* _What to produce_: Where the listing below has a line with "positive clicks: (257, 507)", write out exactly that line and every line after it, stopping after the line with "box: [40, 293, 239, 392]".

* _Data records_:
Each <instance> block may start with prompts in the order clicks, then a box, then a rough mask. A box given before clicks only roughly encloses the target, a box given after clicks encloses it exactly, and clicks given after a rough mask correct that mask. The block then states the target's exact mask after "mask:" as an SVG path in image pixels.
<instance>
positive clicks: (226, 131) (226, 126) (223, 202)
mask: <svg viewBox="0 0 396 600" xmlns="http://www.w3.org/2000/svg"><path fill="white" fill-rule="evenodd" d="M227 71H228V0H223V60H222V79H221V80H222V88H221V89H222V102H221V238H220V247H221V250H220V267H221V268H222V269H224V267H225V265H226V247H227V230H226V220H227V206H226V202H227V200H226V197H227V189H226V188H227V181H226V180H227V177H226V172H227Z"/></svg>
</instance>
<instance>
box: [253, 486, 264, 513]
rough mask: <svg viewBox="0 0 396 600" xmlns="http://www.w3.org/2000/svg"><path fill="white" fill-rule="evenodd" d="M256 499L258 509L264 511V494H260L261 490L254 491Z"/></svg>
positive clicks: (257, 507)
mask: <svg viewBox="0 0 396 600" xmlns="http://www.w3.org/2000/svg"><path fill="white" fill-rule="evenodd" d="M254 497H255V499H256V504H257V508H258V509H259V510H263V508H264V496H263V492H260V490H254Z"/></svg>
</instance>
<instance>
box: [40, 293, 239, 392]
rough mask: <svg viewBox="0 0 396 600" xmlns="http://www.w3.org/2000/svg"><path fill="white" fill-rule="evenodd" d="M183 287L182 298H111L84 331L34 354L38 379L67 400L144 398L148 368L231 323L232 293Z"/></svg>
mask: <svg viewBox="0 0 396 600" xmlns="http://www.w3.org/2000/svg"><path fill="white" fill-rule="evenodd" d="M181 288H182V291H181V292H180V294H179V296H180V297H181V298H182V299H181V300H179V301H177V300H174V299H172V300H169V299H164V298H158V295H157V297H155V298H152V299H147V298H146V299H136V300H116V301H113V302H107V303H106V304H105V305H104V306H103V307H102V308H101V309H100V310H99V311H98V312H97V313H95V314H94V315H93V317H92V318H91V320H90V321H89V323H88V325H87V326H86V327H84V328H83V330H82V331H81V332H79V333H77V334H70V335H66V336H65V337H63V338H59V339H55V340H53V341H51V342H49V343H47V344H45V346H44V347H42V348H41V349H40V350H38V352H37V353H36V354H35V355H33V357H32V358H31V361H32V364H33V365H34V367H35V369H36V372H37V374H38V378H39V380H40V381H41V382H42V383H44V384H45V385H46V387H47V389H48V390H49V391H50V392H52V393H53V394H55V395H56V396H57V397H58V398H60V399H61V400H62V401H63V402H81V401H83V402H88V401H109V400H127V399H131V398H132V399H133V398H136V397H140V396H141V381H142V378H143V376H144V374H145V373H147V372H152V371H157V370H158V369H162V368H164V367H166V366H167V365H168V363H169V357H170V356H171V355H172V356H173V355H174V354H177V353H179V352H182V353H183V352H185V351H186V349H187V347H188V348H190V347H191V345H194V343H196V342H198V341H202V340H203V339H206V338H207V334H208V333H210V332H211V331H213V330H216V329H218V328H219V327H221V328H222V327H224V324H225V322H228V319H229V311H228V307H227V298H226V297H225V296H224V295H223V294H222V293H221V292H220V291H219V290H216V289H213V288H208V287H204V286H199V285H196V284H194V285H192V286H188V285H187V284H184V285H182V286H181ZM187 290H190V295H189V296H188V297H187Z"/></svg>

* _Output below_:
positive clicks: (257, 507)
mask: <svg viewBox="0 0 396 600" xmlns="http://www.w3.org/2000/svg"><path fill="white" fill-rule="evenodd" d="M254 497H255V499H256V504H257V508H258V509H259V510H263V508H264V496H263V492H260V490H254Z"/></svg>
</instance>
<instance>
box: [40, 293, 239, 392]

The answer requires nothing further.